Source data
▬▬▬▬▬▬▬▬▬▬

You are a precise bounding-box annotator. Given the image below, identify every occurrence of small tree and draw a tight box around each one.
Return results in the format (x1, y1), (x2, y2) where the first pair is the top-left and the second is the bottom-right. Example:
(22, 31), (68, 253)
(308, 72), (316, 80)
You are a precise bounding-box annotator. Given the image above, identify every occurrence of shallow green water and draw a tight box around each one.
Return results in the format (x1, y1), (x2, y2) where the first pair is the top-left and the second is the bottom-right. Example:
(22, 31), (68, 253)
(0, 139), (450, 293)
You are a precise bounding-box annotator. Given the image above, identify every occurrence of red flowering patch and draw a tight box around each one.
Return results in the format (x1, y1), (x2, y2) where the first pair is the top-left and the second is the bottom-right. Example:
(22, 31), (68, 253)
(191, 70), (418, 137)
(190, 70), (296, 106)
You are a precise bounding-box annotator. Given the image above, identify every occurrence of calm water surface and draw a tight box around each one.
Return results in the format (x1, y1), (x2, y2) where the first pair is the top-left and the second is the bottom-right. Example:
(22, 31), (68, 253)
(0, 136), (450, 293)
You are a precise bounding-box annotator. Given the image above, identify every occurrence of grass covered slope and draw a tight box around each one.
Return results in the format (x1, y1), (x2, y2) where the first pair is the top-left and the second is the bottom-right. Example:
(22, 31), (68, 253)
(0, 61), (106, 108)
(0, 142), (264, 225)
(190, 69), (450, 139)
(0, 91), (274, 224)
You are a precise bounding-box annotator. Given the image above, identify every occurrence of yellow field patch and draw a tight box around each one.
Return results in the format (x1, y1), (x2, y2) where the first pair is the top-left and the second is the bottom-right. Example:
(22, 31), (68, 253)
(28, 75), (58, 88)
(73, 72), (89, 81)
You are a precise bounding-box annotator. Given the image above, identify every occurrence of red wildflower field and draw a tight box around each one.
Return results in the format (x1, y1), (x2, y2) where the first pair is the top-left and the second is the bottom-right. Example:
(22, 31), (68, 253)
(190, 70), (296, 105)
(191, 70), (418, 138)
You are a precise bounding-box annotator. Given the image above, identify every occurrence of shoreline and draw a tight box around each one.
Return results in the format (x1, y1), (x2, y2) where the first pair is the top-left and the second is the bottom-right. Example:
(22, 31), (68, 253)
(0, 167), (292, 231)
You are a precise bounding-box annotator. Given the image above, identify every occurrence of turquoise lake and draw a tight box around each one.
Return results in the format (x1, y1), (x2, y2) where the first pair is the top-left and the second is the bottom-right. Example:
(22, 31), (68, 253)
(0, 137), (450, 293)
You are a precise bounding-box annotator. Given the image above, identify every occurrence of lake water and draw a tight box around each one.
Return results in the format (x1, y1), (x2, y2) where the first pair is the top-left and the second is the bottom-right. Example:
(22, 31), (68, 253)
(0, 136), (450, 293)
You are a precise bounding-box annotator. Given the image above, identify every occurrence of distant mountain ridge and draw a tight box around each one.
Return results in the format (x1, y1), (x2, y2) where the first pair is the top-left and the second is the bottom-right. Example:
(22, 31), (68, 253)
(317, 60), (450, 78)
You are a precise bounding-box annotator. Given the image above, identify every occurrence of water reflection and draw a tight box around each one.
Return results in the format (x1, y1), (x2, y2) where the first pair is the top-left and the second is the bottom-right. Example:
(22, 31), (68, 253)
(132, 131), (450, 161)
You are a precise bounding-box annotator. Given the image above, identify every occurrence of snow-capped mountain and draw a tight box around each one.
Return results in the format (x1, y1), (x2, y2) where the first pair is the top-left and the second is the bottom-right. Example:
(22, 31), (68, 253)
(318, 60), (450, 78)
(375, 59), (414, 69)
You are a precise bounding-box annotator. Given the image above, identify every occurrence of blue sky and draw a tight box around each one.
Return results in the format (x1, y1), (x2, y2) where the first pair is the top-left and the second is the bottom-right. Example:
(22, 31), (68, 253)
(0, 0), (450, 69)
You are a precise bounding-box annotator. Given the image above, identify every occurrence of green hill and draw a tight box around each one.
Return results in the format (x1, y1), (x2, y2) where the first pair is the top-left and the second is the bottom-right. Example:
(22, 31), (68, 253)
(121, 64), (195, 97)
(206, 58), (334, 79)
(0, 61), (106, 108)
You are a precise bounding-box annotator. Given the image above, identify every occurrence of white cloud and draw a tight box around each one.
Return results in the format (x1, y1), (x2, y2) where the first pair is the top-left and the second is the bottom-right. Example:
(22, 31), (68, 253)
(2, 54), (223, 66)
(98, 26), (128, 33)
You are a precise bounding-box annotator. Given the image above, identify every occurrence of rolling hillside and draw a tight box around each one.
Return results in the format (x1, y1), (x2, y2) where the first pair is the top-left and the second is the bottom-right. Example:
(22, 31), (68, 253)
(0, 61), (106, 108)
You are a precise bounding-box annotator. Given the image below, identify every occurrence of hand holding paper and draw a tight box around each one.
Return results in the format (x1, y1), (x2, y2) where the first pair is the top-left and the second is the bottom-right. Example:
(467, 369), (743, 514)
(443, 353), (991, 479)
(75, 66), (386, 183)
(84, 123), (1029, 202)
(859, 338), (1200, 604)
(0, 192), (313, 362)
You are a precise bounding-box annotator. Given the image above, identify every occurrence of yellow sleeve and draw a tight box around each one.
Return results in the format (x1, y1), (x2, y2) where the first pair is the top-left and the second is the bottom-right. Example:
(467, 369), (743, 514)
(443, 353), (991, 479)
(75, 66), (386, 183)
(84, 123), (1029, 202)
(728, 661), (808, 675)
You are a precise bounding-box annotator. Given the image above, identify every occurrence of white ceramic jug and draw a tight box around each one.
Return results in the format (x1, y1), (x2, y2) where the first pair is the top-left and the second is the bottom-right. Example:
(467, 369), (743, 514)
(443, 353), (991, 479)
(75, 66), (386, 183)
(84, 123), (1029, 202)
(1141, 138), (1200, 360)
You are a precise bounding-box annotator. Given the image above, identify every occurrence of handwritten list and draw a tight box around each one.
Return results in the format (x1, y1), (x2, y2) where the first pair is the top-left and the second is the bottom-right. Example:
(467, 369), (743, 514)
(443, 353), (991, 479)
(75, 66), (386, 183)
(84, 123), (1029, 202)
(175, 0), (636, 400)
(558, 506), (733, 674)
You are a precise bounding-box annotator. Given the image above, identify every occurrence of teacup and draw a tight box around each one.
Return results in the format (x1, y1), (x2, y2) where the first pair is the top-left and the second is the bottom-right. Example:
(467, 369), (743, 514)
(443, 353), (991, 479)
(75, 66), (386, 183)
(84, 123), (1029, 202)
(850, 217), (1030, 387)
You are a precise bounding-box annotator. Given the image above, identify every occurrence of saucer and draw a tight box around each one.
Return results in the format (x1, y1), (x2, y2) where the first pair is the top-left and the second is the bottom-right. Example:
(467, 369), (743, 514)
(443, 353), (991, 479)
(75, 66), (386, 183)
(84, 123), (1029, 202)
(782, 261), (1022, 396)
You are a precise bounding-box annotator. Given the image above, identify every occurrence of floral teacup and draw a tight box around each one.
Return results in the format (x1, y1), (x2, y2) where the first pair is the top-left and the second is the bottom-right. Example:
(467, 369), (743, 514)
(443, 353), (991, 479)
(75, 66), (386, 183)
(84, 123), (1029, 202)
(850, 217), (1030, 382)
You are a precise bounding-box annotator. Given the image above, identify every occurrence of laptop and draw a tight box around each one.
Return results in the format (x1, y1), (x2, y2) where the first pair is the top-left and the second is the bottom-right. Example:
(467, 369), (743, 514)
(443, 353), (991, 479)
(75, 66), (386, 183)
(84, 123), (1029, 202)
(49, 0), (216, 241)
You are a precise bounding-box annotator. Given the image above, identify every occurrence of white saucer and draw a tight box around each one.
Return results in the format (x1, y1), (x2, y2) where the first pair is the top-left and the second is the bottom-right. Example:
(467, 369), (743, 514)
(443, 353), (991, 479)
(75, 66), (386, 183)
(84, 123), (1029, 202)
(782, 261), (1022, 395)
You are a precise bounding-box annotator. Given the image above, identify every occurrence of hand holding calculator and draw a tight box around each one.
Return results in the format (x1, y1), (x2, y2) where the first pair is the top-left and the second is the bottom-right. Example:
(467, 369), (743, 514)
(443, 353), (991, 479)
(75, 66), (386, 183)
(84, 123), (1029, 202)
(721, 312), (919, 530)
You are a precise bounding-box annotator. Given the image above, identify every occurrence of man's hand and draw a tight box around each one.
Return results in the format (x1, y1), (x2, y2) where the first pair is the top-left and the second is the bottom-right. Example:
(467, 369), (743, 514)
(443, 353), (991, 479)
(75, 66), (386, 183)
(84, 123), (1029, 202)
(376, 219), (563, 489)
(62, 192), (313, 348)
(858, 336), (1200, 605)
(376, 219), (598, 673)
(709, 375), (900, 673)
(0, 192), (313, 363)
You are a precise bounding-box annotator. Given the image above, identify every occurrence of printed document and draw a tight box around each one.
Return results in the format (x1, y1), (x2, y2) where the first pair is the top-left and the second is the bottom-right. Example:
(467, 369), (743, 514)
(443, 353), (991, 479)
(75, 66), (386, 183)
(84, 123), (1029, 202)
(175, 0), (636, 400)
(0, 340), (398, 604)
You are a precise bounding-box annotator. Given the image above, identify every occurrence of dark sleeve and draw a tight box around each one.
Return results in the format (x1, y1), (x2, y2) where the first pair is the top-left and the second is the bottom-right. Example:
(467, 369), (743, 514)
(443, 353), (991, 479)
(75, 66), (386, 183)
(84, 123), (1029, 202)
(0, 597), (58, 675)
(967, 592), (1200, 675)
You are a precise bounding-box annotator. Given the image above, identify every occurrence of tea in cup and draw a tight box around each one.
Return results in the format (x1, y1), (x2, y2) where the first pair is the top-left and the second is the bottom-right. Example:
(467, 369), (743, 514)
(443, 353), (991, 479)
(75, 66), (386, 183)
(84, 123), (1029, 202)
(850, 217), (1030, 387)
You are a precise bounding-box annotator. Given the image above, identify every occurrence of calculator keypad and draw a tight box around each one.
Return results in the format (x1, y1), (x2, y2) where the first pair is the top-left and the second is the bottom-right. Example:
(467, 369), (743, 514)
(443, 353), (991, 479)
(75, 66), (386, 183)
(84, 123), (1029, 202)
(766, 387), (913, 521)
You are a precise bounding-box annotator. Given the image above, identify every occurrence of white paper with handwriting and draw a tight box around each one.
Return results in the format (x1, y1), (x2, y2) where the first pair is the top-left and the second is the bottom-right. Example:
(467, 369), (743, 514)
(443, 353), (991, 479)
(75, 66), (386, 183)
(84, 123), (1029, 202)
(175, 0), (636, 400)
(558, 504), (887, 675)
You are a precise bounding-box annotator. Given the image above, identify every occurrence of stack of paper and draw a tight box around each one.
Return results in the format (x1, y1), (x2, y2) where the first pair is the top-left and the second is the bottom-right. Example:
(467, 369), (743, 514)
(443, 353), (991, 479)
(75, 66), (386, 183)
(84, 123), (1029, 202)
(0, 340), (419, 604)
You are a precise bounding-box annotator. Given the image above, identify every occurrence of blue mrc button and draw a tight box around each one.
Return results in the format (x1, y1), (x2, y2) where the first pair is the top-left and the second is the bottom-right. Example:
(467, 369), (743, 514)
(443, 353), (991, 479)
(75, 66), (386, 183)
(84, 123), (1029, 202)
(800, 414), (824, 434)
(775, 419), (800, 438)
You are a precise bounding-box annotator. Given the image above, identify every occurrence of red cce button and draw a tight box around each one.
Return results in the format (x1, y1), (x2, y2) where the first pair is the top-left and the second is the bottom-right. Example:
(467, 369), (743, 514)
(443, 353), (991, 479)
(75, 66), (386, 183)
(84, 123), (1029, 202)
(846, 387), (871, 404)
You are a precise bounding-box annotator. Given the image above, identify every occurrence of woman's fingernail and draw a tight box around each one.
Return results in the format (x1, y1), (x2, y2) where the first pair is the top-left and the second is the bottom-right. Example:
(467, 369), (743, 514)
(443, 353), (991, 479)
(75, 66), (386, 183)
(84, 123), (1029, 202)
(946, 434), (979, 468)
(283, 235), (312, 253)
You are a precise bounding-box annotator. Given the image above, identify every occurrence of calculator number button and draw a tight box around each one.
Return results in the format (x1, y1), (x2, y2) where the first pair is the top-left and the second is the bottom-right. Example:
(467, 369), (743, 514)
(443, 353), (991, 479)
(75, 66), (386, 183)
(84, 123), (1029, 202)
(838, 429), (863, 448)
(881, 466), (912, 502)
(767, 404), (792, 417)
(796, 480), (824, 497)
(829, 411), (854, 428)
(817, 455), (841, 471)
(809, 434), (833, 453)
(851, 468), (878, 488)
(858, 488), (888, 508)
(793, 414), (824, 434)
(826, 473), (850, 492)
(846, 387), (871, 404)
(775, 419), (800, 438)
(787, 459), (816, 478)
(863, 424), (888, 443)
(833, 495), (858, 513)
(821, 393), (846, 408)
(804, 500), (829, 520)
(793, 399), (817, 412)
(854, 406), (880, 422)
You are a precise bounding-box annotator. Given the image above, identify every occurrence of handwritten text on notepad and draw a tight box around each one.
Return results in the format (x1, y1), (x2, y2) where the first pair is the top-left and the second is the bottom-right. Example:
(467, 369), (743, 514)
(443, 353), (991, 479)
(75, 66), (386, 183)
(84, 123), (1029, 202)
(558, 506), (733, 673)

▬▬▬▬▬▬▬▬▬▬

DO THIS — Return, character for character, the stretch of the items from their very beginning through the line that contains "(190, 70), (296, 106)", including both ends.

REPLY TO THE TASK —
You are a precise bounding-box annotator. Given the image below, identify every occurrence of small tree and draw a tight box around each one.
Return results in the format (x1, y1), (x2, y2) where the first pair is the top-left and the second is the bottom-right. Example:
(22, 31), (68, 253)
(308, 72), (316, 80)
You are a precise bounding-box annotator. Given the image above, identify every occurrence of shallow green water and draw a tight box around each one.
Return results in the format (x1, y1), (x2, y2) where the first pair is the top-left and the second is the bottom-right. Example:
(22, 31), (68, 253)
(0, 139), (450, 293)
You are a precise bounding-box annotator. Given the image above, identify every occurrence of red flowering patch and draw a tight box around each one.
Return results in the format (x1, y1), (x2, y2) where the first pair is the top-left and the second is the bottom-right. Example:
(22, 31), (68, 253)
(191, 70), (418, 137)
(190, 70), (296, 106)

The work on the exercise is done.